Task statement >>
Can you output the records below exactly as they are written?
╭──
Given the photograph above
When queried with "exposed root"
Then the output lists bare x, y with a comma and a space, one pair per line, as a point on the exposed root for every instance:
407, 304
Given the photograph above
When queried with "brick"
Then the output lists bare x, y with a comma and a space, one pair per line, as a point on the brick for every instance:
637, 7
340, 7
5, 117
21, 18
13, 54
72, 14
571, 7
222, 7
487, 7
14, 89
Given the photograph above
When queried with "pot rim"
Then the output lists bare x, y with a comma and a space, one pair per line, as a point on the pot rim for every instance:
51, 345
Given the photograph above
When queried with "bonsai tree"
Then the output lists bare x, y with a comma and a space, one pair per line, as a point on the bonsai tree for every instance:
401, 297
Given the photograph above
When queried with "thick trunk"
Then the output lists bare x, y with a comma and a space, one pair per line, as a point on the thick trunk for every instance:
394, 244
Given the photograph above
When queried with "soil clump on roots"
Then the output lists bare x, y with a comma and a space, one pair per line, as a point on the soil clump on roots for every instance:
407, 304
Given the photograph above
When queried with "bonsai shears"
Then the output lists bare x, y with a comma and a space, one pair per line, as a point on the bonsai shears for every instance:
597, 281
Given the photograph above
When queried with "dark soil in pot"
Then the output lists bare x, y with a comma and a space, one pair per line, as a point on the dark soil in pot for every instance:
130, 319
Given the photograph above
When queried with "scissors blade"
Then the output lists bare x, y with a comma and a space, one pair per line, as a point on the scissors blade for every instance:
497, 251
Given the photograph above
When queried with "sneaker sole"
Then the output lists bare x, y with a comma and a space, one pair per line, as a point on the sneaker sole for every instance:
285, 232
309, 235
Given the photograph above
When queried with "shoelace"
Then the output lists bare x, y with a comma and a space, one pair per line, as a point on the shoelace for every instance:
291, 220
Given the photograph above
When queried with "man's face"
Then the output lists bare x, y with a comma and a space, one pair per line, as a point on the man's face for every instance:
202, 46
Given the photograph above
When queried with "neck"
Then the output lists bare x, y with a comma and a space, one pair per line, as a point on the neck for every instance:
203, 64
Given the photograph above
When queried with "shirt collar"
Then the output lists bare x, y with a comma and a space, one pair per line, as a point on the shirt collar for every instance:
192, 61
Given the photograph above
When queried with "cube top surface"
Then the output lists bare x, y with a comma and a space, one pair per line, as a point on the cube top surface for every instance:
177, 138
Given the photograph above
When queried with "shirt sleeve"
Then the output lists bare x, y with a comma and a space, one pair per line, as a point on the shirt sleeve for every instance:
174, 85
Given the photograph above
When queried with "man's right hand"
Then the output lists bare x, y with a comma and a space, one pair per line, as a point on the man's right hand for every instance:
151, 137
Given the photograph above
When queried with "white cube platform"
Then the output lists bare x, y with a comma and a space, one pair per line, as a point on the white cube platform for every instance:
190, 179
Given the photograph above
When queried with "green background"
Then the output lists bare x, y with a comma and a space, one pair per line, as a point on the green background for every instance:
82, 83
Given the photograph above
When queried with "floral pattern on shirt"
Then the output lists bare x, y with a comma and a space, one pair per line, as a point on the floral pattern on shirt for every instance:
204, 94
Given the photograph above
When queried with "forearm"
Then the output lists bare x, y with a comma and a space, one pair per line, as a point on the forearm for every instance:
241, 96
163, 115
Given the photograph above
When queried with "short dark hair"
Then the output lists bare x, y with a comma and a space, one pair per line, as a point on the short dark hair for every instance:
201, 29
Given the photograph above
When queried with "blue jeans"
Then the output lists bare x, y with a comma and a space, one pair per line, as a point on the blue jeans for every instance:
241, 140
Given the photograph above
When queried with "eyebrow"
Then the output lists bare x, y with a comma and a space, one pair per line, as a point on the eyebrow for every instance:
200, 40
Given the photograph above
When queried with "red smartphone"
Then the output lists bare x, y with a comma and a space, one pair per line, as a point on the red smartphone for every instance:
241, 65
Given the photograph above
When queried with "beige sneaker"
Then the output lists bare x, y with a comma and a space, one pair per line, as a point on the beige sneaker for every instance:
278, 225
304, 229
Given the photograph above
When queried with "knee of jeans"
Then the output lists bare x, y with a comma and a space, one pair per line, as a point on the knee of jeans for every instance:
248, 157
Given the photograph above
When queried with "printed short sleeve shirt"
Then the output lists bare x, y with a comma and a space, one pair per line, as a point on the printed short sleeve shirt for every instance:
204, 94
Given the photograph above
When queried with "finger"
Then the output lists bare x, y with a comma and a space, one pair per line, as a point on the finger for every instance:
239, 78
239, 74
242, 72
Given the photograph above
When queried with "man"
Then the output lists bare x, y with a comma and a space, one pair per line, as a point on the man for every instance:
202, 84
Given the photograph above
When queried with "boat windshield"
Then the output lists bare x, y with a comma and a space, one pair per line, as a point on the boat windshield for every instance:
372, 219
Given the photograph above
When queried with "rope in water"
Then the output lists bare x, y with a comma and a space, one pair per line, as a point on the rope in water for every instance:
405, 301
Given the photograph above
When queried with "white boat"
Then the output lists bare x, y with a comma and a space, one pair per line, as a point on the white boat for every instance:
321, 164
╰──
Task output >>
Given the photograph above
When queried with "exposed root"
Then the output lists bare x, y with a comma and a space, one pair per line, as a point on the exposed root for every instance:
407, 304
Given the photograph above
When queried with "brick"
Then the output lists bare x, y with a comma and a space, one pair per line, as a point on the brick for every instance:
637, 7
340, 7
5, 117
21, 18
13, 54
72, 14
571, 7
222, 7
487, 7
14, 89
Given the photograph above
When queried with "pot rim"
Then the output lists bare x, y with a comma and a space, one pair per line, as a point on the pot rim for every instance:
51, 345
Given the photograph above
When queried with "bonsai tree"
Then the output lists bare x, y with a comma and a space, one pair per line, as a point on the bonsai tree for every instance:
401, 297
Given the photograph above
When queried with "thick trunk"
Then the output lists bare x, y with a comma and a space, one pair per line, as a point on the thick trunk for every instance:
394, 244
Given the photograph above
When queried with "soil clump on roots"
Then the output lists bare x, y with a comma and a space, one pair per line, as a point on the soil clump on roots for every instance:
407, 304
Given the photograph above
When queried with "bonsai shears"
Then the output lists bare x, y with a comma and a space, one pair per line, as a point on the bonsai shears for every instance:
597, 281
Given the photograph above
When queried with "dark soil in pot"
Then the output lists bare x, y with a comma and a space, one pair per line, as a point on the dark soil in pot for every instance:
130, 319
Given the photograph above
When queried with "scissors blade"
Then the output lists bare x, y with a comma and a space, one pair per line, as a point on the scissors blade for every instance:
497, 251
Given the photograph above
When queried with "sneaker sole"
Then the output lists bare x, y with a comma and a space, one pair per line, as a point on the sneaker sole for every instance:
285, 232
309, 235
Given the photograph above
When queried with "shoelace"
Then the output lists bare x, y with a comma and a space, one pair per line, as a point on the shoelace for every instance:
291, 220
Given the photograph above
When queried with "man's face"
Then the output lists bare x, y with a comma and a space, one pair per line, as a point on the man's face for every instance:
202, 46
Given the photograph above
When queried with "neck"
Then the output lists bare x, y with a comma and a space, one pair per line, as a point on the neck for every instance:
203, 64
Given the photograph above
When queried with "shirt collar"
Then the output lists bare x, y with a comma and a space, one pair per line, as a point on the shirt collar for every instance:
192, 61
Given the photograph above
When queried with "cube top surface"
Then the output lists bare x, y with a comma and a space, one pair per line, as a point on the cube top surface for every instance:
177, 138
Given the photograph above
When queried with "shirt sleeve"
Then the output lists bare x, y with a comma and a space, one pair per line, as a point on the shirt sleeve for every instance:
174, 85
Given the photograph above
When queried with "man's right hand"
Then the output lists bare x, y with a comma and a space, one pair per line, as a point on the man's right hand for every instance:
151, 137
Given the photograph above
When queried with "white cube platform"
Then the output lists bare x, y with a comma and a space, one pair per line, as a point on the white cube platform for every instance:
190, 179
Given the photograph above
When queried with "green background"
Then the output lists bare x, y with a comma and a space, one pair per line, as a point on the green background for every instance:
82, 83
Given the photograph above
When queried with "floral pattern on shirt"
Then the output lists bare x, y with a comma and a space, one pair per line, as a point on the floral pattern on shirt for every instance:
204, 94
Given the photograph above
When queried with "forearm"
Then the output lists bare x, y with a comma and a space, one pair per line, as a point on the forearm for every instance:
241, 96
163, 115
Given the photograph above
When queried with "short dark hair"
Then the output lists bare x, y with a comma and a space, one pair per line, as a point on the short dark hair for every instance:
201, 29
Given the photograph above
When queried with "blue jeans"
Then the output lists bare x, y with a comma and a space, one pair per line, as a point on the blue jeans for every instance:
241, 140
Given the photograph above
When queried with "eyebrow"
Then the output lists bare x, y with a comma and a space, one pair per line, as a point on the eyebrow for every instance:
200, 40
Given the photograph above
When queried with "red smartphone"
Then the output lists bare x, y with a comma and a space, one pair per line, as a point on the red smartphone for every instance:
241, 65
Given the photograph above
When queried with "beige sneaker"
Then the output lists bare x, y with a comma and a space, one pair per line, as a point on the beige sneaker for every instance:
278, 225
304, 229
Given the photograph above
When queried with "knee of jeans"
Then the output lists bare x, y with a comma and a space, one pair per line, as a point on the knee of jeans for every instance:
248, 157
Given the photograph above
When queried with "printed short sleeve shirt"
Then the output lists bare x, y with a comma and a space, one pair per line, as a point on the printed short sleeve shirt for every instance:
204, 94
Given the photograph above
When queried with "finger"
Then the output lists bare x, y with a comma and a space, one pair per line, as a point on the finger for every instance:
239, 78
239, 74
242, 72
Given the photograph above
When queried with "man"
Then the output lists bare x, y with a comma and a space, one pair per line, as a point on the man for every instance:
202, 84
Given the photograph above
When queried with "boat windshield"
Then the output lists bare x, y with a comma and a space, one pair per line, as a point on the boat windshield for every instance:
372, 219
Given the photograph above
When queried with "rope in water"
Then the output lists bare x, y with a comma and a space, one pair per line, as a point on the rope in water for every instance:
405, 301
Given the photograph above
When queried with "white boat"
Then the output lists bare x, y with a comma and a space, one pair per line, as a point on the white boat for every instance:
321, 164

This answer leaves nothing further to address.